**Things to do:**
A. Answer these questions using the passage on the Guatemala nutrition trial:
(i) In what year did the supplementation trial begin in rural eastern Guatemala?
(ii) Which supplement was provided in the villages that did not receive atole?
(iii) For children, what two factors determined exposure to the atole supplement?
B. Repeat word for word the part of the Guatemala nutrition trial passage starting at "From 1969 to" and ending at "and birth year.".
--- Passage for review ---
Experimental Design
In the mid-1960s, protein deficiency was seen as the most important nutritional problem facing the poor in developing countries, and there was considerable concern that this deficiency affected children’s ability to learn. The Institute of Nutrition of Central America and Panama (INCAP) was the locus of a series of studies on this subject, leading to the implementation of a nutritional supplementation trial that began in rural eastern Guatemala in 1969. Two sets of village pairs (one pair of “small” villages with about 500 residents each and another pair of “large” villages with about 900 residents each) - similar in terms of a variety of nutritional, social, and economic outcomes – were identified as sites for the study. Two of the villages, one from within each pair matched on population size were (based on a coin flip) randomly assigned to receive as a dietary supplement a protein-energy drink called atole. In the remaining villages, an alternative supplement, fresco, was provided. Several micronutrients (iron, thiamine, riboflavin, niacin, ascorbic acid, and vitamin A) also were added to both atole (which already had some) and fresco, in amounts that yielded equal concentrations across the supplements per unit of volume. The nutritional supplements (i.e., atole or fresco) were distributed in each village in centrally-located feeding centres and were available twice daily, to all members of the village on a voluntary basis, for two to three hours in the mid-morning and two to three hours in the mid-afternoon, times selected to be convenient to mothers and children, but that did not interfere with usual meal times. All residents of all villages also were offered high quality curative and preventative medical care, free of charge throughout the intervention. Preventative services, including immunization and antiparasites campaigns, were conducted simultaneously in all villages. To ensure that the results were not systematically influenced by the characteristics of the health, research, or survey teams, all personnel were rotated periodically throughout the four villages.
From 1969 to 1977, INCAP implemented the nutritional supplementation trial and medical care. While the supplement was freely available to all village residents (as described above), the associated observational data collection focused on pregnant and lactating women and children between zero and seven years of age at any point during the intervention period. For children, exposure to the atole supplement was a function of location and birth year.
--- Extracted material ---
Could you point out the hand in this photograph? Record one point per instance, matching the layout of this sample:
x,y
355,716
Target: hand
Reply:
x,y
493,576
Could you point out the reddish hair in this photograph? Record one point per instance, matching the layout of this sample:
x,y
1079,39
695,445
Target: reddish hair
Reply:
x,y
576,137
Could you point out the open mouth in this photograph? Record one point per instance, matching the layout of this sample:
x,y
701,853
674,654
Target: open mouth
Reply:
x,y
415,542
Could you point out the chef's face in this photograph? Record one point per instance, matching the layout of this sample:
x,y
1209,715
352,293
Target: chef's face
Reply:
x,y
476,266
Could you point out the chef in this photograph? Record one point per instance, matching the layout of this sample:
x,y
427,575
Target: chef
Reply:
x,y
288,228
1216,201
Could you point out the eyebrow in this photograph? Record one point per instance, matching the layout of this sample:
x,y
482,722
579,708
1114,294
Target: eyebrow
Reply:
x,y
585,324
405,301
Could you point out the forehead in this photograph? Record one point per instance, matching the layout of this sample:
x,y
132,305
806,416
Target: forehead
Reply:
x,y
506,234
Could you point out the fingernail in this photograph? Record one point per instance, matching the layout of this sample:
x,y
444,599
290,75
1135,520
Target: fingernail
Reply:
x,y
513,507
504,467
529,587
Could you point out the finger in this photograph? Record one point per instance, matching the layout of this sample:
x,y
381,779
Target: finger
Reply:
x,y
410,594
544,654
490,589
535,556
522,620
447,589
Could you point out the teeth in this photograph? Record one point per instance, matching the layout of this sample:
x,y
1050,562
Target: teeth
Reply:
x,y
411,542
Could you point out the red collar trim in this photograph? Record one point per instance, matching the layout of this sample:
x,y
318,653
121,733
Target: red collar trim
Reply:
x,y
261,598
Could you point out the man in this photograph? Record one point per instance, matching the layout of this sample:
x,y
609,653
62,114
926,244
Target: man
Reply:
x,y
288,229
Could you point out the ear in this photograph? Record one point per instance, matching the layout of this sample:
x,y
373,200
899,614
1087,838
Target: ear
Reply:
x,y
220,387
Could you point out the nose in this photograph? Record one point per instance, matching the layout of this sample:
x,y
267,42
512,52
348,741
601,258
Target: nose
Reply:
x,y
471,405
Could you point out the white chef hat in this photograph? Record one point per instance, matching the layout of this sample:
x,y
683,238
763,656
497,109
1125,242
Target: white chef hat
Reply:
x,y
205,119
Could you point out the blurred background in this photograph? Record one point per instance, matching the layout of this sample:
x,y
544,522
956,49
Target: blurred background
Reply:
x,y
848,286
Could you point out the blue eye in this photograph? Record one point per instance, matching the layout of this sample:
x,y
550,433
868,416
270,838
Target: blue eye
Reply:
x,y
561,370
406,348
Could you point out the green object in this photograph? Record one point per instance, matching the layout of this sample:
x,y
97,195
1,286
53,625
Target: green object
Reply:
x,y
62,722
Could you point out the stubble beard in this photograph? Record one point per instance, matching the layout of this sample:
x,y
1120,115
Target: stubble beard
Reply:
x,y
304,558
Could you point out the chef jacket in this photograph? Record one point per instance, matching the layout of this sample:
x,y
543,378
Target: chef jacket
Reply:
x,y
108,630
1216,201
---
**Responses to the exercise:**
A.
(i) 1969
(ii) Fresco
(iii) Location and birth year

B.
From 1969 to 1977, INCAP implemented the nutritional supplementation trial and medical care. While the supplement was freely available to all village residents (as described above), the associated observational data collection focused on pregnant and lactating women and children between zero and seven years of age at any point during the intervention period. For children, exposure to the atole supplement was a function of location and birth year.